Starting at the line that has "Expected: one point per instance of the dark" and continuing through the end of the records, write those lines out again, requests included. Scale every point coordinate in the answers by 0.45 and round to whole numbers, with halves going up. Leave the numbers in the requests and their sample layouts unchanged.

^^^^

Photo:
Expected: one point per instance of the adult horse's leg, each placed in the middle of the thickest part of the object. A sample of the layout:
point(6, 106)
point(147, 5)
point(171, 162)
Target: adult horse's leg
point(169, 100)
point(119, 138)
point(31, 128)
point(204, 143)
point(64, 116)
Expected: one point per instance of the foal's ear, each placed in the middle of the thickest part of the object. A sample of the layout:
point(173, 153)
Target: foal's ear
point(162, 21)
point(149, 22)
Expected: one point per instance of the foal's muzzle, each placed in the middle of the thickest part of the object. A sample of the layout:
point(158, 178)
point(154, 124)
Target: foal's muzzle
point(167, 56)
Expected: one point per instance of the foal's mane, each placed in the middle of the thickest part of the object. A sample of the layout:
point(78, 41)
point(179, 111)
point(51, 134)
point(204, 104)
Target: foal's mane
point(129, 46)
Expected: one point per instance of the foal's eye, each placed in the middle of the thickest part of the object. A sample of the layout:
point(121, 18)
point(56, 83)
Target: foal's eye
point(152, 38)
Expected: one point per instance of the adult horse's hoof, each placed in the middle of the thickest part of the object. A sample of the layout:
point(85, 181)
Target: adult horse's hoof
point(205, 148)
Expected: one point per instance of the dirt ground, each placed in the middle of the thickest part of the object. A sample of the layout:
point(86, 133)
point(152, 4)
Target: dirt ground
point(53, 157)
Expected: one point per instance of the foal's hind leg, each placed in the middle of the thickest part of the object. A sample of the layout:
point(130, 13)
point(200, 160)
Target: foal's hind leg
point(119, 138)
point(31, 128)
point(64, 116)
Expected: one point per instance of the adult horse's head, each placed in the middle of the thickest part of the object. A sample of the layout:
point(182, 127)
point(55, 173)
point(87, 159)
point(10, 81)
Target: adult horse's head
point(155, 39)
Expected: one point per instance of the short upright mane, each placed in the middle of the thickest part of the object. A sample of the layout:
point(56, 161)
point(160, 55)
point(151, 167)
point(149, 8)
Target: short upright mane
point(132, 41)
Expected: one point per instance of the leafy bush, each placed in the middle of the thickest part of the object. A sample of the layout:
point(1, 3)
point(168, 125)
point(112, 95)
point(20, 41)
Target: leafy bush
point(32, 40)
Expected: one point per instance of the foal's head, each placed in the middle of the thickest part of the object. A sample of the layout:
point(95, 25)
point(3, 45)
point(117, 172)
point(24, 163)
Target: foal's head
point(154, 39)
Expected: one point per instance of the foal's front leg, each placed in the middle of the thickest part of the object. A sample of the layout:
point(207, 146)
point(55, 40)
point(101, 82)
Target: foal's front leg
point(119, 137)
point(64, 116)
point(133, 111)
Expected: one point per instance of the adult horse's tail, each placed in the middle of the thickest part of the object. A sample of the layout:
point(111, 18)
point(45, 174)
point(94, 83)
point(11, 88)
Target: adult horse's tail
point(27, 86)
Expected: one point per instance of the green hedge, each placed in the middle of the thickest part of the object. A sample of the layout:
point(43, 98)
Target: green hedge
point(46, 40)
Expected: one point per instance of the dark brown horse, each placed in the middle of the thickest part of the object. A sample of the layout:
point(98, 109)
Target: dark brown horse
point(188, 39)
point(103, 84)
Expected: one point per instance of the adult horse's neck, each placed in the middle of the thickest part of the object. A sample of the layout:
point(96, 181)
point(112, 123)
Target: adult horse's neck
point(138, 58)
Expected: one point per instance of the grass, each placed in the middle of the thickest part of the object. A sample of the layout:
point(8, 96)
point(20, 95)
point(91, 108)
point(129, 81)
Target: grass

^^^^

* Answer to the problem:
Expected: one point per instance of the dark brown horse, each placed in the middle of the thickest part of the object. A sample of the layout:
point(98, 109)
Target: dark brown horse
point(85, 18)
point(46, 38)
Expected: one point per instance of the adult horse's neck, each placed in the middle of the thickest part of the object. A sample of the layout:
point(96, 181)
point(112, 123)
Target: adult horse's neck
point(62, 26)
Expected: one point per instance of the grass, each placed in the middle of the thickest part of the object. A sample of the layout:
point(8, 96)
point(20, 95)
point(91, 108)
point(129, 81)
Target: grass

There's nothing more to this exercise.